Instruction: Reproduce every line of the material below without changing a single character.

Dataset entries

######

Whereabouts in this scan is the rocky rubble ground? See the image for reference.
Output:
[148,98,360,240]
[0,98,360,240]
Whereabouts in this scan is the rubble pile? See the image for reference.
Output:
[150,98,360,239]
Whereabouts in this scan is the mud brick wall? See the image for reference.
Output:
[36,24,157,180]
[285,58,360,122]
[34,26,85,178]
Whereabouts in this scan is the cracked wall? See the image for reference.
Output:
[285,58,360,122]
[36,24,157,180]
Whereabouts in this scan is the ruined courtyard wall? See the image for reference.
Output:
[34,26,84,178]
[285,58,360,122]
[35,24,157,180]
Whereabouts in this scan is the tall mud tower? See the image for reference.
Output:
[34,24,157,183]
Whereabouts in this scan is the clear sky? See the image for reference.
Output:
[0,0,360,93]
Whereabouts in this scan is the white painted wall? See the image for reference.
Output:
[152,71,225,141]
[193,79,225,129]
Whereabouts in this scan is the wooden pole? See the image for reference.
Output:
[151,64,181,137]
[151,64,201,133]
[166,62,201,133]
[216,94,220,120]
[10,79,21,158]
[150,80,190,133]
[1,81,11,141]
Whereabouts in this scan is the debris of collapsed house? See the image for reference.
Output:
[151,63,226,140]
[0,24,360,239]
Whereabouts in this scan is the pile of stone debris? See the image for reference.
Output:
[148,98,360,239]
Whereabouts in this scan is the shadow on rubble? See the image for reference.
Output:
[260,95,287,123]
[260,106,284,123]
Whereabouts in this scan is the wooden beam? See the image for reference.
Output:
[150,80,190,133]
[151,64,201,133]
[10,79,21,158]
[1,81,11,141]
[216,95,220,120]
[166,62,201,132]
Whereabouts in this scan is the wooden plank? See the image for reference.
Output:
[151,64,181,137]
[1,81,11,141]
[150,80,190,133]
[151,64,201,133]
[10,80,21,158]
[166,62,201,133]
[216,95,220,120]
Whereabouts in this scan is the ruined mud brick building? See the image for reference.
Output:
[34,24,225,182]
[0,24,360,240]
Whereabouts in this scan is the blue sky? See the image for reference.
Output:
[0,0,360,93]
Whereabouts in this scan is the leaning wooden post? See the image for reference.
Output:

######

Result:
Whereabouts in this scan is the rocky rubble ground? See the image for reference.
Output:
[148,98,360,240]
[0,98,360,240]
Whereabouts in this scan is the rubble pile? See the image for reference.
Output:
[150,98,360,239]
Whereabouts in this scan is the mud brick wall? See the image for reference.
Output:
[36,24,157,180]
[285,58,360,122]
[34,26,85,178]
Whereabouts in this scan is the cracked wall? See the image for reference.
Output:
[285,58,360,122]
[36,24,157,180]
Whereabouts in this scan is the ruined courtyard wall? See the image for reference.
Output:
[34,26,84,178]
[285,58,360,122]
[35,24,157,180]
Whereabouts in this scan is the tall mud tower? See the image for reference.
Output:
[34,24,157,183]
Whereabouts in this scan is the clear sky? See the image for reference.
Output:
[0,0,360,93]
Whereabouts in this scan is the white painted wall? See the image for reference.
Output:
[152,71,225,141]
[193,79,225,129]
Whereabouts in this scan is the wooden pole? See the image for reference.
Output:
[151,64,181,137]
[151,64,201,133]
[166,62,201,133]
[216,94,220,120]
[10,79,21,158]
[150,80,190,133]
[1,81,11,141]
Whereabouts in this scan is the debris of collapsed house? See the image for reference.
Output:
[151,63,226,140]
[0,24,360,239]
Whereabouts in this scan is the pile of stone debris? See the image for reference.
Output:
[148,98,360,239]
Whereabouts in this scan is the shadow on rubble? See the image for reference.
Output:
[260,95,287,123]
[260,106,284,123]
Whereabouts in this scan is the wooden beam? See the image for reference.
Output:
[150,80,190,133]
[151,64,201,133]
[10,79,21,158]
[1,81,11,141]
[216,95,220,120]
[166,62,201,132]
Whereabouts in this scan is the wooden plank? See the image for reference.
Output:
[151,64,181,137]
[1,81,11,141]
[150,80,190,133]
[151,64,201,133]
[10,80,21,158]
[166,62,201,133]
[216,95,220,120]
Whereabouts in this scan is the ruined mud brick building? See the image for reference.
Output:
[34,24,225,182]
[0,24,360,240]
Whereabouts in this scan is the blue sky? See the image for reference.
Output:
[0,0,360,93]
Whereabouts in this scan is the leaning wooden post? See the image for reference.
Output:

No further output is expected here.